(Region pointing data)
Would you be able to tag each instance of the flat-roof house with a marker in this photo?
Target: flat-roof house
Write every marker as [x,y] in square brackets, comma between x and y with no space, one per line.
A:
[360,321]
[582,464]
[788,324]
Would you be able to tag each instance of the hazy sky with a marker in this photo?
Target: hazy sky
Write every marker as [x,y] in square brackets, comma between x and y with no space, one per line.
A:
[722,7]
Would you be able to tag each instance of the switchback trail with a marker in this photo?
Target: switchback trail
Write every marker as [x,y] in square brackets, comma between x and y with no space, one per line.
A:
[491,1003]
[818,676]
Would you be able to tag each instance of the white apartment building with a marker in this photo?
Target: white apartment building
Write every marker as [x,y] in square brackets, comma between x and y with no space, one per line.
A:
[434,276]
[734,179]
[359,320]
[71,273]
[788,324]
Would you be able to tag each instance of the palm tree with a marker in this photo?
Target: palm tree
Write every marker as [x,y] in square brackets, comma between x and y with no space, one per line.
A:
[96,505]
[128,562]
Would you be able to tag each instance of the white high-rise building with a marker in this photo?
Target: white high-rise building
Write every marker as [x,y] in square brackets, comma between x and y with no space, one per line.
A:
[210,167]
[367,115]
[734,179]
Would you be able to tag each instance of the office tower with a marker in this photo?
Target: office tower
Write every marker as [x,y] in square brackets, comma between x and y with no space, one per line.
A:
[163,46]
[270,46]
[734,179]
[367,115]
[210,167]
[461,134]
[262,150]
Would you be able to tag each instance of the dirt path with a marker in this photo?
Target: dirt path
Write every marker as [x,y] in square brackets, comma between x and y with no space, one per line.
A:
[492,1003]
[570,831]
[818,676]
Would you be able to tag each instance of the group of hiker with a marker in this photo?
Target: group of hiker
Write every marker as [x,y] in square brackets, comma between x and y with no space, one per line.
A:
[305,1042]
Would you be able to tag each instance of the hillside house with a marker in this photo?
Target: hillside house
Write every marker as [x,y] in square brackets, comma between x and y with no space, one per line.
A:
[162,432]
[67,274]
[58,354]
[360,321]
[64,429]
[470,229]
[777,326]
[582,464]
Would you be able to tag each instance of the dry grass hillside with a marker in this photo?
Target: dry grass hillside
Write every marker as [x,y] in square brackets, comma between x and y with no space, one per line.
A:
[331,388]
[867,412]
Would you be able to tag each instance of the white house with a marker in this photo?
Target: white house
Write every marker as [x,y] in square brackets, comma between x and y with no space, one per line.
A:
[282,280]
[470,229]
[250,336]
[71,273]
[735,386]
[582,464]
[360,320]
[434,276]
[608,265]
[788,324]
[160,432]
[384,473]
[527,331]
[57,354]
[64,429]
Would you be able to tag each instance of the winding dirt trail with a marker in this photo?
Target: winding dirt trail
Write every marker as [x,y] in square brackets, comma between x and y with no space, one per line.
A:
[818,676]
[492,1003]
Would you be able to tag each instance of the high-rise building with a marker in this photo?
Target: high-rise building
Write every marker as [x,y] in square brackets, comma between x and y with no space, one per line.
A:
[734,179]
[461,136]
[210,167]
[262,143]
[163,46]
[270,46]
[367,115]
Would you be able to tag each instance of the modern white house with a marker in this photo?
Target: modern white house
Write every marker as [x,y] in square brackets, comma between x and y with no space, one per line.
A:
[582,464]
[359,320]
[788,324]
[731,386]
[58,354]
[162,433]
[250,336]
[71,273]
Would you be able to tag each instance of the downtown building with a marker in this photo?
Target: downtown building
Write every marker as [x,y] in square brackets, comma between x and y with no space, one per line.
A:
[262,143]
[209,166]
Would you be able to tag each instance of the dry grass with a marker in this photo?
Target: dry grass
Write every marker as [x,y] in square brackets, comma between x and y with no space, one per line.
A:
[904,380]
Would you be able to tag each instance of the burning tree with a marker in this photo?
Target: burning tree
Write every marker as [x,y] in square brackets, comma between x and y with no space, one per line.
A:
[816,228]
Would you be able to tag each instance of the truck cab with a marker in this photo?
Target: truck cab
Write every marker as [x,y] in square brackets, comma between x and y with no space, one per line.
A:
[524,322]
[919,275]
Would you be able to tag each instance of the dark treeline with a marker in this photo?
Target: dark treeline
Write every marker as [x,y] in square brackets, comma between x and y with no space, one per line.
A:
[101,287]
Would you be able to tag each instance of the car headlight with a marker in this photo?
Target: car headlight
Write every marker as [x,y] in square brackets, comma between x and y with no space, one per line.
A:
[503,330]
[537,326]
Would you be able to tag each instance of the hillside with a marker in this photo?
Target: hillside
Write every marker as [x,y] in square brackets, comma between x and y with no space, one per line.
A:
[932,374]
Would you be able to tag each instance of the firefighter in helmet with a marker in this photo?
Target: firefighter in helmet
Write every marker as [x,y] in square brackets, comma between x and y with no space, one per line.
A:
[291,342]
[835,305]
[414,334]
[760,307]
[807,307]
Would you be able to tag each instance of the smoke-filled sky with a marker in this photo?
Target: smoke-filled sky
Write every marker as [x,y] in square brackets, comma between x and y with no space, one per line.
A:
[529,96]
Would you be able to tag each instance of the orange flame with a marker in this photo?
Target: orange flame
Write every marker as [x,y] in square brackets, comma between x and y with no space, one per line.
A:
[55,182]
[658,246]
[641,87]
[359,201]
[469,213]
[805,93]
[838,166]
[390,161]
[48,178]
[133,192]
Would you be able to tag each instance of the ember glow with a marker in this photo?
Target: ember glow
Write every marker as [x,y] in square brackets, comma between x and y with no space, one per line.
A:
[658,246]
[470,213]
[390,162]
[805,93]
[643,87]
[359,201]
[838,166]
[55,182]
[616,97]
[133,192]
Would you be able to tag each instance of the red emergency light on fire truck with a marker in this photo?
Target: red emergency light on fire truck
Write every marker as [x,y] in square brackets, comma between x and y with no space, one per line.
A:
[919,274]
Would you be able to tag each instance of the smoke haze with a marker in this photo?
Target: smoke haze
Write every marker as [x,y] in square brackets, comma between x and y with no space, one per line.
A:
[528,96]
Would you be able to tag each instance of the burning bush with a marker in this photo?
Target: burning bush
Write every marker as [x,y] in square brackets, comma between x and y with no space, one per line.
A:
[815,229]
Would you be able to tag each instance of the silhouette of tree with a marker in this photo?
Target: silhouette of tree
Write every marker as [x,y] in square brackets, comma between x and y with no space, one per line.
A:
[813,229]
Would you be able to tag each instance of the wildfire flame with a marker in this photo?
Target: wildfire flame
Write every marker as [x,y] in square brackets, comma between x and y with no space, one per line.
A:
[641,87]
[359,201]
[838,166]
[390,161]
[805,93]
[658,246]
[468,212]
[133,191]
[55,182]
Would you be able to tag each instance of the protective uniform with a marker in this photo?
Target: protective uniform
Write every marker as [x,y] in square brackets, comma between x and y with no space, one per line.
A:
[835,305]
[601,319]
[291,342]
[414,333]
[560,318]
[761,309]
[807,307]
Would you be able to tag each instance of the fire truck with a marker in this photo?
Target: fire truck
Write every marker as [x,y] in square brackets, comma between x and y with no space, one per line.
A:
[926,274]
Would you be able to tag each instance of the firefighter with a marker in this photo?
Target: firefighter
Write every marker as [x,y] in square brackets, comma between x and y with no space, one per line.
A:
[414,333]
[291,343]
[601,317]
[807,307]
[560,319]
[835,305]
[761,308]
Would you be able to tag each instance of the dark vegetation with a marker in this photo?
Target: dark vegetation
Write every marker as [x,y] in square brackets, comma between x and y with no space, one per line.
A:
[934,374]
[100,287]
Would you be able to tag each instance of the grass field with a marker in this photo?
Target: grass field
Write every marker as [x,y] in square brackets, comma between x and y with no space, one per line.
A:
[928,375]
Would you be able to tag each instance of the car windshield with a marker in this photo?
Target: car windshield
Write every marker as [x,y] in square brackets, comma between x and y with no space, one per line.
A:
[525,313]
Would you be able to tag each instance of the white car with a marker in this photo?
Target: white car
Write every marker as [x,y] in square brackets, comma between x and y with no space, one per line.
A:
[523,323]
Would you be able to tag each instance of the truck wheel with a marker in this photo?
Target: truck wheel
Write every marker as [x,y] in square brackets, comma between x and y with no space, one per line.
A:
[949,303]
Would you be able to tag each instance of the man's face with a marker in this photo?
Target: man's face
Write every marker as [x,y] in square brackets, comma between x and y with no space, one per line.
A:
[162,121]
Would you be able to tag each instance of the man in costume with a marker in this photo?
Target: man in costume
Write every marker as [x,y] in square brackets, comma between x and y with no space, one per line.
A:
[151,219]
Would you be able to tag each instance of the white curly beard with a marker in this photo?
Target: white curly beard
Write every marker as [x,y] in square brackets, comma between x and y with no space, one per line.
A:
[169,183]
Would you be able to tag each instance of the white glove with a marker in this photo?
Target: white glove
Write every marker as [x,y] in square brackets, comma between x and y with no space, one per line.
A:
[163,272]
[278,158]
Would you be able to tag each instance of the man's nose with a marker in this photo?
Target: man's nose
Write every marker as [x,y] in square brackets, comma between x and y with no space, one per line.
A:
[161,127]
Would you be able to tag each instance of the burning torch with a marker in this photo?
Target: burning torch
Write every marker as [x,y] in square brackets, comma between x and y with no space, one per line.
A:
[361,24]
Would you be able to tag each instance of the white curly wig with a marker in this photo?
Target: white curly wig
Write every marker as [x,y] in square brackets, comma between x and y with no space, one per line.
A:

- _EXERCISE_: What you give back should be exactly the lines of the data above from the line with "Target: white apartment building" through the line with "Target: dry grass hillside", both of those included, and nothing more.

- _ANSWER BELOW_:
Target: white apartment building
Write every marker as [x,y] in square brackets, comma between x and y with no space, one per line.
A:
[434,276]
[734,179]
[359,320]
[71,273]
[788,324]
Would you be able to tag each instance of the palm tree with a marker in this photo?
Target: palm tree
Write every marker as [x,y] in square brackets, comma between x and y with no space, one per line.
A:
[96,505]
[128,562]
Would you be able to tag each instance of the white high-rise building with a marker in this photo?
Target: white high-rise building
Write every marker as [x,y] in square brackets, comma between x and y with no space, one per line.
A:
[210,167]
[367,115]
[734,179]
Would you be able to tag each instance of the office tower with a marker in this photo?
Target: office tower
Write every marker as [x,y] in square brackets, comma between x and y with no space, one per line.
A:
[163,46]
[270,46]
[734,179]
[367,115]
[210,167]
[461,134]
[262,150]
Would you be able to tag each instance of the dirt path with a marker in this photo?
Target: dirt path
Write every marker as [x,y] in square brackets, comma between x and y with no space, one per line.
A:
[492,1003]
[570,831]
[818,676]
Would you be able to tag each instance of the group of hiker with a marker in this photo?
Target: group of hiker
Write every marker as [x,y] in square brackets, comma between x and y with no space, one per line.
A:
[305,1042]
Would you be able to tag each instance of the hillside house with a marker in this photo?
Target: hillside house
Write every marker as [x,y] in square brackets, comma between x and y with no space, one per line.
A:
[162,432]
[67,274]
[58,354]
[360,321]
[64,429]
[470,229]
[777,326]
[582,464]
Would you be able to tag each instance of the dry grass hillside with a marker in this photo?
Target: dry grass hillside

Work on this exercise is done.